# QUOTED PASSAGE start
Consider your future needs when defining the data to replicate. For example, two-way and one-way replicas are created once and synchronized many times. The filters you define at replica creation time are also applied at synchronization time. Over time, your needs may change to require a larger replica area. It is also important to consider the type of data that you are replicating. To maintain data integrity, additional rules are applied when replicating complex data types such as geometric networks and topologies. The following help topics describe these rules and show examples: Geometric Networks, Topologies, Relationship Classes, Raster Data, and Terrains and Network Datasets.
- Consider replica creation options: Some options have been added to make the replica creation process as efficient as possible. These options are designed to work for specific cases and may or may not be applicable to your workflow. Review the following list to see if you can take advantage of these options:
- Re-use schema: With Re-use schema, you specify a target geodatabase that already has the schema for the data you're replicating. This saves time, since schema creation can be skipped when creating a replica. This option only applies for checkout replicas but should be used whenever possible.
- Schema only: The Schema only option allows you to create a replica where no rows are replicated. Here only the schema is copied during replica creation. This option only applies for checkout replicas. An example of where this is of use is when you are creating a replica for a field crew that plans on only inputting new information. Using this option saves you the time of setting each dataset to schema only in the wizard.
- Register existing data: If you are replicating a very large amount of data, you may want to consider using the Register existing data option. The option allows you to bypass the data copying step of replica creation and simply register a new replica. To use this option successfully, a specific set of steps must be taken before replica creation. Note that this option is not available when using the geoprocessing tools.
- Replicate related data: During replica creation, filters are applied first, then relationship classes are processed to determine the data to replicate. You can choose to turn off relationship class processing, which will save time. If you choose to turn off relationship class processing, the relationship classes are still included but are not processed during creation and synchronization. An option is available to turn off all relationship class processing in the advanced sections of the Create Replica wizard and geoprocessing tool. The Create Replica wizard also allows you to turn off processing for specific relationship classes.
- Use archiving to track changes: When using archiving to track changes instead of the delta tables associated with versioning, no system versions are created. Therefore, the reconcile and post and compress processes are not affected, making version management and replication management independent. This also allows the synchronization schedule to be more flexible.
# QUOTED PASSAGE end
# DATA LINES start
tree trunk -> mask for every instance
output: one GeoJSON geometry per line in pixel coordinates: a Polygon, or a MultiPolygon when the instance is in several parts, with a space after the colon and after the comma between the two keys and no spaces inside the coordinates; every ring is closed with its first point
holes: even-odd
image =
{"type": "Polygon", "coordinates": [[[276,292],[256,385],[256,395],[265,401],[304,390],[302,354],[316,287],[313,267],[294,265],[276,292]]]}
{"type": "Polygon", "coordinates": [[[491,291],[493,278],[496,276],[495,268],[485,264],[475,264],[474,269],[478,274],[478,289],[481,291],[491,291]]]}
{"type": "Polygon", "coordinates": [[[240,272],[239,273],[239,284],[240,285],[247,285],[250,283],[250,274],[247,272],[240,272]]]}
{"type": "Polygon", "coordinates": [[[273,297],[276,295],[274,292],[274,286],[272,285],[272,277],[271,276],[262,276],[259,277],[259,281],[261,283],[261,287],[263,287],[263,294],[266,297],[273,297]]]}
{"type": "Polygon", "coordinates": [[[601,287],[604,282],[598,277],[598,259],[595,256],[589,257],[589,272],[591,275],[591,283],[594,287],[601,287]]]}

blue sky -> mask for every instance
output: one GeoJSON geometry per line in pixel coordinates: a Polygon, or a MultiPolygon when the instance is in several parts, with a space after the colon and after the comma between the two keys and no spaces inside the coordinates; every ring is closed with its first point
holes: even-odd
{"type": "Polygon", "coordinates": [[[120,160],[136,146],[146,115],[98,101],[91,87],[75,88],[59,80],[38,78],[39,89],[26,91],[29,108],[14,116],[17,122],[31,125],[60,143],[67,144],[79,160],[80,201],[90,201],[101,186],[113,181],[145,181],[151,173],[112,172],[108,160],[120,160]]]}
# DATA LINES end
**EXERCISE BRIEF**
According to the replication guidance, which replica creation option is not available when using the geoprocessing tools?

**SOLUTION TO THE PROBLEM**
Register existing data.